> **What is required**: Each line of the data holding "pink" should be found and copied.
◇ ◇ ◇ ◇ ◇
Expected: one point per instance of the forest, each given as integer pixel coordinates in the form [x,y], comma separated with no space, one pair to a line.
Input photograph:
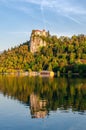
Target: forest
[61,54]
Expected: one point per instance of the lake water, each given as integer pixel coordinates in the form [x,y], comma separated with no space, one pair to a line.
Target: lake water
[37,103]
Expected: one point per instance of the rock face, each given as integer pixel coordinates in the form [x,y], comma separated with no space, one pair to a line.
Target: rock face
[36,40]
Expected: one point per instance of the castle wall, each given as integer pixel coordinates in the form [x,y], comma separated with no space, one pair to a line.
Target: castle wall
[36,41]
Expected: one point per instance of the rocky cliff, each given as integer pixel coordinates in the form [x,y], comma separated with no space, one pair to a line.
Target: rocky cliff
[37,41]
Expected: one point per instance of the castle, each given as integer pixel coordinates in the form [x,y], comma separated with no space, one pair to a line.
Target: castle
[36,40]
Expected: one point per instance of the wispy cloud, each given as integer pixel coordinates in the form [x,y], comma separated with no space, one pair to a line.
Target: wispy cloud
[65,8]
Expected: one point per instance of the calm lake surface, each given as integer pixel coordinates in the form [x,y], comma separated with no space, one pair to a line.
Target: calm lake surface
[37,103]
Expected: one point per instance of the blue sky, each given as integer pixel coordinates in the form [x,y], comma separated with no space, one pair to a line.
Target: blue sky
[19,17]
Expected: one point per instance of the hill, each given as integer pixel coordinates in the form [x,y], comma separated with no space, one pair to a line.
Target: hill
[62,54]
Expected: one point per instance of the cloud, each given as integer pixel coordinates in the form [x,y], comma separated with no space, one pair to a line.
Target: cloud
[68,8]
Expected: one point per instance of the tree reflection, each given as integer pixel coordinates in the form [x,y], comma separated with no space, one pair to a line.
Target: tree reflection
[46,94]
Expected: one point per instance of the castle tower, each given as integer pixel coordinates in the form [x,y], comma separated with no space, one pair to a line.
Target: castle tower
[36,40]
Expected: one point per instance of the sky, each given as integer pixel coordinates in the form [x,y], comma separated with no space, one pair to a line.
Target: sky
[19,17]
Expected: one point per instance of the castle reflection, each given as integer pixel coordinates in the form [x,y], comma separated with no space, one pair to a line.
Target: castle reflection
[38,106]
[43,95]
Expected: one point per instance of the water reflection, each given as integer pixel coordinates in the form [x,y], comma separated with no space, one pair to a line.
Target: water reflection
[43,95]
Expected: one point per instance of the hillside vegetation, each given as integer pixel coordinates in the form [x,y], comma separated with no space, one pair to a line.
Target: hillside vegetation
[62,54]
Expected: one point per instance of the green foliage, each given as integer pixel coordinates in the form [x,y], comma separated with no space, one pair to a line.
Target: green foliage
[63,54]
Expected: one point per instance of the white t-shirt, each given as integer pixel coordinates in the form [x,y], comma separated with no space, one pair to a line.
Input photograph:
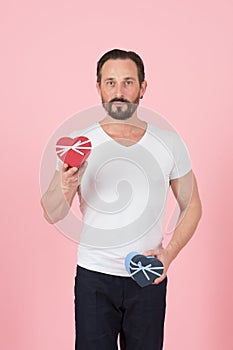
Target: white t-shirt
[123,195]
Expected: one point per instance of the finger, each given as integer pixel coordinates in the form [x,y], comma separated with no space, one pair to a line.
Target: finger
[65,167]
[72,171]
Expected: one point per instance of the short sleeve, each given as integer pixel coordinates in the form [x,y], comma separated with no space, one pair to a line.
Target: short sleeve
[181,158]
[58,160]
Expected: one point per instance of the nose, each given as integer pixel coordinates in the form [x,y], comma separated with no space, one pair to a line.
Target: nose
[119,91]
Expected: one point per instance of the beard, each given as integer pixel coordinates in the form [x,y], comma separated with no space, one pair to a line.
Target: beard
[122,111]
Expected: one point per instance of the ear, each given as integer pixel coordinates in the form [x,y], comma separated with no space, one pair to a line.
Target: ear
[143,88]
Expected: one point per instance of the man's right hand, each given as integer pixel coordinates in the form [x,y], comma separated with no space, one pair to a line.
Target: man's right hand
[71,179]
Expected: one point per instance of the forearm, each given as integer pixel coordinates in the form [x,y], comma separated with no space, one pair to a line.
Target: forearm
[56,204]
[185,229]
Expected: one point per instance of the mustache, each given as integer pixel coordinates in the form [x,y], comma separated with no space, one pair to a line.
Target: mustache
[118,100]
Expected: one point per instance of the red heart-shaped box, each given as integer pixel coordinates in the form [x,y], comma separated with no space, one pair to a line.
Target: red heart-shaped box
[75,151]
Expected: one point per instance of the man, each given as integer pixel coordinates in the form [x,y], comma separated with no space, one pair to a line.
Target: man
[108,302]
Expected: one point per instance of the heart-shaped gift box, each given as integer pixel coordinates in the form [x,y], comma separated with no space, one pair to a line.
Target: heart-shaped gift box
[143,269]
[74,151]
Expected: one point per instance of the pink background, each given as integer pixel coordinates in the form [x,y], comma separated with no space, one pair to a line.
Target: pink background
◇ ◇ ◇ ◇ ◇
> **Task output**:
Expected: one point per instance of the pink background, each given as integer pixel coordinates in the form [x,y], comma separated with no space, one pair to a line.
Target: pink background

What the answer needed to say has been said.